Rail authority Chair Dan Richard said in a statement that the agency is “reviewing both decisions to chart our next steps” and stressed that the judge did not invalidate the bonds and that the court “again declined the opposition’s request to stop the high-speed-rail project from moving forward.”

Even so, the rulings could delay, if not derail, a project that become hugely unpopular in various parts of the state, including sections of the Peninsula, but that continues to garner the support of Gov. Jerry Brown. Last year’s funding allocation came by a single vote in the state Senate, with several Democrats joining every Republican in opposition. Palo Alto, Atherton and Menlo Park had all been involved in lawsuits against the rail authority, with Flashman representing them in those efforts. Their most recent effort resulting in the rail authority rescinding its approval of an Environmental Impact Report and a revision of the report. The Palo Alto City Council, which supported the project in 2008, has since taken an official and unanimous stance against it.

Flashman called the Monday rulings “major roadblocks.”

“If you’re the captain of the Titanic and you’ve just been hit by two icebergs, what do you do?” Flashman told the Weekly. “It seems like what (rail authority board Chair) Dan Richard is saying is, ‘Full speed ahead!'”

The timing of the decisions is particularly striking, he said. In refusing to validate the issuance of bonds, Kenny effectively rejected a March resolution by the High-Speed Rail Finance Committee, a body that oversees the 2008 bond, that the issuance of bonds was the “necessary and desirable.” To get the funds, the rail authority would need the Finance Committee to make such a finding again. However, the second ruling, which rejects the 2011 funding plan and finds that the rail authority violated state law in approving it, would make it tougher for the committee to make such a finding.

§ Exercise set
[a] From the high-speed rail article, repeat the part that opens with the words containing "Flashman called the" and closes with "such a finding.".
[b] Name every person the high-speed rail article mentions by name.

§ Record extracts
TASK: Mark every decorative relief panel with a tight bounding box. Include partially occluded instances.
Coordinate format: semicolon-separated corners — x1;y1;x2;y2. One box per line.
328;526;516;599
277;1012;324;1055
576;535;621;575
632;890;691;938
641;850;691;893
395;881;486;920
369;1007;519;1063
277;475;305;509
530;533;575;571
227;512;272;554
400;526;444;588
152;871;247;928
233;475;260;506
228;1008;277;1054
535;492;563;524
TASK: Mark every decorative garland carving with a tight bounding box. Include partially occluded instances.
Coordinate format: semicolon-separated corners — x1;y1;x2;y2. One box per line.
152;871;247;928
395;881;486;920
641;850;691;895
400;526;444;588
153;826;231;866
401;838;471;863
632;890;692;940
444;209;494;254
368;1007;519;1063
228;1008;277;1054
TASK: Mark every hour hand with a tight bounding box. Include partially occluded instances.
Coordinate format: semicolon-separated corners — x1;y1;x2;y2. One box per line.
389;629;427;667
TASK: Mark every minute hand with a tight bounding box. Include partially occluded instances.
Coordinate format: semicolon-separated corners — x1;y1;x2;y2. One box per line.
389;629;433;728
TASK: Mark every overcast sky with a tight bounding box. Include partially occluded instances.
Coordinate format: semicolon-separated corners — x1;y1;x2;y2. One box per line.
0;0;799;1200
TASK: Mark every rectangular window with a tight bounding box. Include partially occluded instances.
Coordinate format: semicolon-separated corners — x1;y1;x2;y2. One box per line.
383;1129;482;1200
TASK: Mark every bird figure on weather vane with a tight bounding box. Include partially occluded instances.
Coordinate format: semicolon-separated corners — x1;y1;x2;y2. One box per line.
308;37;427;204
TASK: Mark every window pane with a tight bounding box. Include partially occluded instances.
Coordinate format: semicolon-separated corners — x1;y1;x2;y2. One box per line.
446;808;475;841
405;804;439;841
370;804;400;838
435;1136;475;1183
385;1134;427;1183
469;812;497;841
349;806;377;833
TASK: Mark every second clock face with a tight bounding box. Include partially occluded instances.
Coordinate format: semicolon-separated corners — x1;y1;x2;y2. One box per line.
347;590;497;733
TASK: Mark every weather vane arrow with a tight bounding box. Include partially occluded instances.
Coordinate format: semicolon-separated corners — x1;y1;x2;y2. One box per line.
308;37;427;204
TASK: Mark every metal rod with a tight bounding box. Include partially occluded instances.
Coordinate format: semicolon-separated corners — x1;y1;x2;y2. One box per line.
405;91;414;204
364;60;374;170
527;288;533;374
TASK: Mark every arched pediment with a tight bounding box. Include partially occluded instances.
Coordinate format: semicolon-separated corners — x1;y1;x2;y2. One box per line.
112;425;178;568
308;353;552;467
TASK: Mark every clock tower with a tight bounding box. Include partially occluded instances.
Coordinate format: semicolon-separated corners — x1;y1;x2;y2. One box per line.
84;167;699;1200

§ List of solutions
[a]
Flashman called the Monday rulings “major roadblocks.”

“If you’re the captain of the Titanic and you’ve just been hit by two icebergs, what do you do?” Flashman told the Weekly. “It seems like what (rail authority board Chair) Dan Richard is saying is, ‘Full speed ahead!'”

The timing of the decisions is particularly striking, he said. In refusing to validate the issuance of bonds, Kenny effectively rejected a March resolution by the High-Speed Rail Finance Committee, a body that oversees the 2008 bond, that the issuance of bonds was the “necessary and desirable.” To get the funds, the rail authority would need the Finance Committee to make such a finding again. However, the second ruling, which rejects the 2011 funding plan and finds that the rail authority violated state law in approving it, would make it tougher for the committee to make such a finding.

[b]
Dan Richard
Jerry Brown
Flashman
Kenny